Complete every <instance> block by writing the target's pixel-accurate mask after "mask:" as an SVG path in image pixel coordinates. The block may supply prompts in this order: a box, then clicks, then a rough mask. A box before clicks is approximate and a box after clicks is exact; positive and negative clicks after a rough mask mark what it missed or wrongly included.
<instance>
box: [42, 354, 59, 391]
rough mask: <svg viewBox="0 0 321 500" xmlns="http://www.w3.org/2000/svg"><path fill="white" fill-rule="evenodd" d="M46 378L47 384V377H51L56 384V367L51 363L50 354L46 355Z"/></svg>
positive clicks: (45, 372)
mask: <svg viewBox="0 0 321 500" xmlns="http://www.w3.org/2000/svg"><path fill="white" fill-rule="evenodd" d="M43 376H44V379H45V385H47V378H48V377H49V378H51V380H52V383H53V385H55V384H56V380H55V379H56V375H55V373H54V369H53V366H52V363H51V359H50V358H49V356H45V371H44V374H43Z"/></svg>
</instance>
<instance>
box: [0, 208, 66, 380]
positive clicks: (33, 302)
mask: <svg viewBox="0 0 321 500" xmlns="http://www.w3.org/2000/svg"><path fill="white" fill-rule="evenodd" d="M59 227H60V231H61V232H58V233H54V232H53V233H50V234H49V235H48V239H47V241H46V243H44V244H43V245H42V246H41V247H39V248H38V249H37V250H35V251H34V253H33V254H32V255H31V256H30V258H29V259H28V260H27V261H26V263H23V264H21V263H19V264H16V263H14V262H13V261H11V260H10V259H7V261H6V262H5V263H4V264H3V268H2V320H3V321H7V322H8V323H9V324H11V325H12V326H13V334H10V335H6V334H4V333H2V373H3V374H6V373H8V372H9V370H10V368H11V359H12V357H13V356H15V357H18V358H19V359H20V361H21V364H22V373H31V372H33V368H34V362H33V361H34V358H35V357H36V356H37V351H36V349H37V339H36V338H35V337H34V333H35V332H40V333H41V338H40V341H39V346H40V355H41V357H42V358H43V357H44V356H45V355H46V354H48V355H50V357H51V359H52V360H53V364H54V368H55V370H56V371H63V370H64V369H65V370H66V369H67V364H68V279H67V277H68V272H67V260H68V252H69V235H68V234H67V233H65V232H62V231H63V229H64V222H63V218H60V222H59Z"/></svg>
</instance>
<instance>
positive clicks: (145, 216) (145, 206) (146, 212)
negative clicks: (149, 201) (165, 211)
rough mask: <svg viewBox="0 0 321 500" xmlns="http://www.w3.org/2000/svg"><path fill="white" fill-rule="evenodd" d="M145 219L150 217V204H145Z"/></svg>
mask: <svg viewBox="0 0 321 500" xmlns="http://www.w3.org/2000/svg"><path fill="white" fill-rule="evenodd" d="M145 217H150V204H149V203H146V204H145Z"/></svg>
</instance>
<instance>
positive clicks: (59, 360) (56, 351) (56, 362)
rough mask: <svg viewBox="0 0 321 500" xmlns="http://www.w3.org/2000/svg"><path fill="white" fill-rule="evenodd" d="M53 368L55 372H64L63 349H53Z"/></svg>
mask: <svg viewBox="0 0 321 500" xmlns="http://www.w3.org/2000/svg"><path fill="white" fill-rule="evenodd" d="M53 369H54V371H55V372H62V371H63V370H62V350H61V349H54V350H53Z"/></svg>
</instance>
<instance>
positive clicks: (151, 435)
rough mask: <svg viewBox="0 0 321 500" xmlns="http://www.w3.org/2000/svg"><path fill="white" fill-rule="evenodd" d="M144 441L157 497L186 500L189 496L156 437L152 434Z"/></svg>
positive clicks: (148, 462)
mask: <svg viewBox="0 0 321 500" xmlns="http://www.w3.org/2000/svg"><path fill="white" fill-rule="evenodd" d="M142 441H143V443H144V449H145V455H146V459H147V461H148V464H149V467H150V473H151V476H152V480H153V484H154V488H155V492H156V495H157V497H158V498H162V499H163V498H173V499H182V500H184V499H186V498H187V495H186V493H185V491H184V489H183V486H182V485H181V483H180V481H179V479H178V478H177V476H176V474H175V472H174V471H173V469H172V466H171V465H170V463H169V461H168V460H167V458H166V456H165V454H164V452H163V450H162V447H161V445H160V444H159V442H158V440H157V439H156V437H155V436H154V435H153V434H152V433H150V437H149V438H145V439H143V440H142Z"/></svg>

━━━━━━━━━━━━━━━━

- EXERCISE OBJECTIVE
Could you retype every record above exactly as given?

- WRITTEN REPLY
Complete every <instance> block by writing the target's pixel-accurate mask after "mask:" as an SVG path in image pixel coordinates. The block may supply prompts in this order: a box, then clicks, then a rough mask. A box before clicks is approximate and a box after clicks is exact; positive and negative clicks after a rough mask mark what it missed or wrongly included.
<instance>
box: [42, 354, 59, 391]
rough mask: <svg viewBox="0 0 321 500" xmlns="http://www.w3.org/2000/svg"><path fill="white" fill-rule="evenodd" d="M46 378L47 384V377H51L56 384V367L51 363L50 354L46 355Z"/></svg>
positive clicks: (45, 372)
mask: <svg viewBox="0 0 321 500" xmlns="http://www.w3.org/2000/svg"><path fill="white" fill-rule="evenodd" d="M43 376H44V379H45V385H47V378H48V377H49V378H51V380H52V383H53V385H55V384H56V380H55V379H56V375H55V373H54V369H53V366H52V363H51V359H50V358H49V356H45V371H44V374H43Z"/></svg>
</instance>
<instance>
box: [0, 208, 66, 380]
positive clicks: (33, 302)
mask: <svg viewBox="0 0 321 500" xmlns="http://www.w3.org/2000/svg"><path fill="white" fill-rule="evenodd" d="M59 227H60V231H61V232H58V233H54V232H53V233H50V234H49V235H48V239H47V241H46V243H44V244H43V245H42V246H41V247H39V248H38V249H37V250H35V251H34V253H33V254H32V255H31V256H30V258H29V259H28V260H27V261H26V263H23V264H21V263H19V264H16V263H14V262H13V261H11V260H10V259H7V261H6V262H5V263H4V264H3V268H2V320H3V321H7V322H8V323H9V324H11V325H12V326H13V334H10V335H6V334H4V333H2V373H3V374H6V373H8V372H9V370H10V368H11V359H12V357H13V356H15V357H18V358H19V359H20V361H21V364H22V373H31V372H33V368H34V362H33V361H34V358H35V357H36V356H37V351H36V349H37V339H36V338H35V337H34V333H35V332H40V333H41V338H40V341H39V346H40V355H41V357H42V358H43V357H44V356H45V355H46V354H48V355H50V357H51V359H52V360H53V364H54V368H55V370H56V371H63V370H64V369H65V370H66V369H67V364H68V279H67V277H68V272H67V260H68V252H69V235H68V234H67V233H65V232H62V231H63V229H64V222H63V218H60V222H59Z"/></svg>
</instance>
<instance>
positive clicks: (145, 216) (145, 206) (146, 212)
negative clicks: (149, 201) (165, 211)
rough mask: <svg viewBox="0 0 321 500" xmlns="http://www.w3.org/2000/svg"><path fill="white" fill-rule="evenodd" d="M145 219L150 217V204H145Z"/></svg>
mask: <svg viewBox="0 0 321 500" xmlns="http://www.w3.org/2000/svg"><path fill="white" fill-rule="evenodd" d="M145 217H150V204H149V203H146V204H145Z"/></svg>
</instance>
<instance>
positive clicks: (59, 360) (56, 351) (56, 362)
rough mask: <svg viewBox="0 0 321 500" xmlns="http://www.w3.org/2000/svg"><path fill="white" fill-rule="evenodd" d="M53 368L55 372H64L63 349H53Z"/></svg>
mask: <svg viewBox="0 0 321 500" xmlns="http://www.w3.org/2000/svg"><path fill="white" fill-rule="evenodd" d="M53 369H54V371H55V372H62V371H63V370H62V350H61V349H54V350H53Z"/></svg>
</instance>
<instance>
positive clicks: (151, 435)
rough mask: <svg viewBox="0 0 321 500" xmlns="http://www.w3.org/2000/svg"><path fill="white" fill-rule="evenodd" d="M144 441L157 497L186 500L189 496L156 437L152 434Z"/></svg>
positive clicks: (148, 462)
mask: <svg viewBox="0 0 321 500" xmlns="http://www.w3.org/2000/svg"><path fill="white" fill-rule="evenodd" d="M142 441H143V443H144V449H145V455H146V459H147V461H148V464H149V467H150V473H151V476H152V480H153V484H154V488H155V492H156V495H157V497H158V498H162V499H163V498H173V499H182V500H184V499H186V498H187V495H186V493H185V491H184V489H183V486H182V485H181V483H180V481H179V479H178V478H177V476H176V474H175V472H174V471H173V469H172V466H171V465H170V463H169V461H168V460H167V458H166V456H165V454H164V452H163V450H162V447H161V445H160V444H159V442H158V440H157V439H156V437H155V436H154V435H153V434H152V433H150V437H149V438H145V439H143V440H142Z"/></svg>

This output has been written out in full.